[Document section]:
--------
No matter where you look, guys are talking about stacks. Big Sean, for one, who bragged in a recent single: "I been on my supplements, fish oils, chlorophyll, multis..." Tech newsletter The Information declared the supplement stack is “Silicon Valley’s latest invention” and gave 11 business leaders the MTV Cribs treatment for their “medicine” cabinets, in which they touted cocktails for goals ranging from productivity to dialing back their biological clock. There are now “sleep stacks,” “productivity stacks,” “libido stacks,” and yoga recovery stacks.
On the r/StackAdvice subreddit (54,000 members) you can find users touting their “gaming stacks” and “dopamine stacks.” This subreddit also shows the power ascribed to stacks: one user asked if there’s a stack to make you an extrovert, while another asked what nootropics enhance charisma and reduce social anxiety. Vitamin company Nourished offers a custom gummy that is a literal stack: layers of supplements pressed into a sandwich based the user’s personal information and intended goals.
--------
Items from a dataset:

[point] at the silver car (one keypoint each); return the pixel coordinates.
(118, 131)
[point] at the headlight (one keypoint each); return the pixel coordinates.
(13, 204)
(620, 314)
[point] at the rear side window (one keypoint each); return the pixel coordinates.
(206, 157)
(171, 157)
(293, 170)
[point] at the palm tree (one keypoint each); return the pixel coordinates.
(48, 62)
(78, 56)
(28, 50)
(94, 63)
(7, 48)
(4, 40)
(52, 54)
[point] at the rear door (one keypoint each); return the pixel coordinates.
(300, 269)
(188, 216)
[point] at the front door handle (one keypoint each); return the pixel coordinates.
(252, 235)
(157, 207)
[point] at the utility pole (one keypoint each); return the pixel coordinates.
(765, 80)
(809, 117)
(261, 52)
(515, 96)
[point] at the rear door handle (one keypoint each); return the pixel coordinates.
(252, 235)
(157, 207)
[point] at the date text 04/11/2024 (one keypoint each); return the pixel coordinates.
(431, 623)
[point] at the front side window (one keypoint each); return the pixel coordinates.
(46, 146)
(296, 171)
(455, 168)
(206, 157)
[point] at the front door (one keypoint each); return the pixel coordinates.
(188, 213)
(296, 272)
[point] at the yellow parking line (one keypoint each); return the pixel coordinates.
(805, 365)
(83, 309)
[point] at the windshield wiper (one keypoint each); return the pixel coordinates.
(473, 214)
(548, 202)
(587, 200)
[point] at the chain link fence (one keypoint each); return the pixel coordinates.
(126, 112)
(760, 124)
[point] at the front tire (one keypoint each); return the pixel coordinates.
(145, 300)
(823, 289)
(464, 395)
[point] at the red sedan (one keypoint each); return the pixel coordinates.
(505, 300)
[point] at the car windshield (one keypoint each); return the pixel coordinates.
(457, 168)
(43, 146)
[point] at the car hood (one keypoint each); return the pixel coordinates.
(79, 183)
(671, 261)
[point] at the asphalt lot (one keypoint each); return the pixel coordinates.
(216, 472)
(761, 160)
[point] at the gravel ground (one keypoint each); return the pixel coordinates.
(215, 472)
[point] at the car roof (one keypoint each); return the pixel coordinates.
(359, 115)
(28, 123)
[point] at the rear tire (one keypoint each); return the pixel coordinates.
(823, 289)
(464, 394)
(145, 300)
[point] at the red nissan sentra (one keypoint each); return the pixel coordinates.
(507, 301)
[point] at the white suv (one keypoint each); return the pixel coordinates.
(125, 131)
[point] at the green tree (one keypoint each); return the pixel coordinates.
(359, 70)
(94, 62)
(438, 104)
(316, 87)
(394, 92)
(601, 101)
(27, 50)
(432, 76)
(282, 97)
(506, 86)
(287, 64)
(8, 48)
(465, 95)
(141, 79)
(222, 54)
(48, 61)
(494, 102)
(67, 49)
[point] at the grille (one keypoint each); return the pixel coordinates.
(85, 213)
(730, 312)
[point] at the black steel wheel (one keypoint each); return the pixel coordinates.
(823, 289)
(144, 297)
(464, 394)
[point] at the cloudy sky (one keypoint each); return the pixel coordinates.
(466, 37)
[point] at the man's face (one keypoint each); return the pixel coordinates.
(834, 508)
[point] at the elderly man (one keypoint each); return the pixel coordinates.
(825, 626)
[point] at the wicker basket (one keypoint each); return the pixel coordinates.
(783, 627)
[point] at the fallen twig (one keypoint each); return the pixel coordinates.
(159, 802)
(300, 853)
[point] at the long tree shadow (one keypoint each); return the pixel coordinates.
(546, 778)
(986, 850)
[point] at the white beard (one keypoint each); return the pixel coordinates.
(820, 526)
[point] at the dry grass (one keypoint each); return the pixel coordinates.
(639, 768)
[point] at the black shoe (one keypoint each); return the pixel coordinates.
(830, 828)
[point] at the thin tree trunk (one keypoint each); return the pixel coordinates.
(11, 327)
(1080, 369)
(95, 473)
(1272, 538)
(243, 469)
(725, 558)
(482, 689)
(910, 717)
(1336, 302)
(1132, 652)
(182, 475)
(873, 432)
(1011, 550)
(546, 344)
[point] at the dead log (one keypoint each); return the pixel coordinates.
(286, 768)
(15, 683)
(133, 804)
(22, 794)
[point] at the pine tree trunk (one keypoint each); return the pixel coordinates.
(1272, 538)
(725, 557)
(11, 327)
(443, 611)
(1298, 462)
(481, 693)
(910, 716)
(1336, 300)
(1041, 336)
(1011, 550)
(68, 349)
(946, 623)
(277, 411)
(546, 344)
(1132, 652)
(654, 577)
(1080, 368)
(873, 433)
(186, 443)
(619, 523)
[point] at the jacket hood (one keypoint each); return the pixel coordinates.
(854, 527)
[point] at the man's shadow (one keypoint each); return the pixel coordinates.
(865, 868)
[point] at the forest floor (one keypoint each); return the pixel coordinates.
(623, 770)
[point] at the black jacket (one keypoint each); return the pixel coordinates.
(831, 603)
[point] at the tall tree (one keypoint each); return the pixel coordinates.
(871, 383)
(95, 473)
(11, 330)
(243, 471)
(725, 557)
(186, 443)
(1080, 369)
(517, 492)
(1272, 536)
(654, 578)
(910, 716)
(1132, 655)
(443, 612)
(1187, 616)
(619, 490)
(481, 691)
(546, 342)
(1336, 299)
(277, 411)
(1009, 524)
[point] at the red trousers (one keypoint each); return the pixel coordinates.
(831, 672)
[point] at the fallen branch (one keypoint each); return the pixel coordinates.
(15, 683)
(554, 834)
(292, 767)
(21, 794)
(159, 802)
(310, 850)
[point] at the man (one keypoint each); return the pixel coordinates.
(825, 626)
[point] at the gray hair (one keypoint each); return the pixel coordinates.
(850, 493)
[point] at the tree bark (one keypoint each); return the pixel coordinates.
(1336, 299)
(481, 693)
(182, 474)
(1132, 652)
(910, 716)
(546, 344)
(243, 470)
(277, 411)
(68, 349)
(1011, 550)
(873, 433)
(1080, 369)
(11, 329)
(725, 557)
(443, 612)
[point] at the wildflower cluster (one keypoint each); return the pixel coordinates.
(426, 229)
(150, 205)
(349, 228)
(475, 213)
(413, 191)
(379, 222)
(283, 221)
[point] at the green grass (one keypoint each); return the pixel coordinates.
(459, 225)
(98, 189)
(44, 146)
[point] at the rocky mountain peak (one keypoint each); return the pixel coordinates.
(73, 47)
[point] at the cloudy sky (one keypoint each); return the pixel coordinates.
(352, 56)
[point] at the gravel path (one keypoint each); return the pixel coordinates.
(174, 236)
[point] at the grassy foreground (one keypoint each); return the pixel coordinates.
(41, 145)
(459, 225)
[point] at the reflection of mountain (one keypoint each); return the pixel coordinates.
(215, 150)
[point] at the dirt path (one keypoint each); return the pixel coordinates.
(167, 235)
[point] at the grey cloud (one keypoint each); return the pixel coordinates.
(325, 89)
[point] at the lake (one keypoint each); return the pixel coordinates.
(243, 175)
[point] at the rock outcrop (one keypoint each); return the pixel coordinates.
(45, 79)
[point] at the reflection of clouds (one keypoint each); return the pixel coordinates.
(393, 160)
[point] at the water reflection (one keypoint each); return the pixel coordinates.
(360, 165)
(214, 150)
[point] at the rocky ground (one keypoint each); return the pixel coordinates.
--------
[Assigned task A]:
Answer these questions from the text on supplement stacks:
(i) How many business leaders did The Information feature?
(ii) How many members does the r/StackAdvice subreddit have?
(iii) Which vitamin company offers a custom gummy made of layered supplements?
[Assigned task B]:
Reproduce the text on supplement stacks from "No matter where" up to and including "yoga recovery stacks.", substituting "new track" for "recent single".

[Your response A]:
(i) 11
(ii) 54,000
(iii) Nourished

[Your response B]:
No matter where you look, guys are talking about stacks. Big Sean, for one, who bragged in a new track: "I been on my supplements, fish oils, chlorophyll, multis..." Tech newsletter The Information declared the supplement stack is “Silicon Valley’s latest invention” and gave 11 business leaders the MTV Cribs treatment for their “medicine” cabinets, in which they touted cocktails for goals ranging from productivity to dialing back their biological clock. There are now “sleep stacks,” “productivity stacks,” “libido stacks,” and yoga recovery stacks.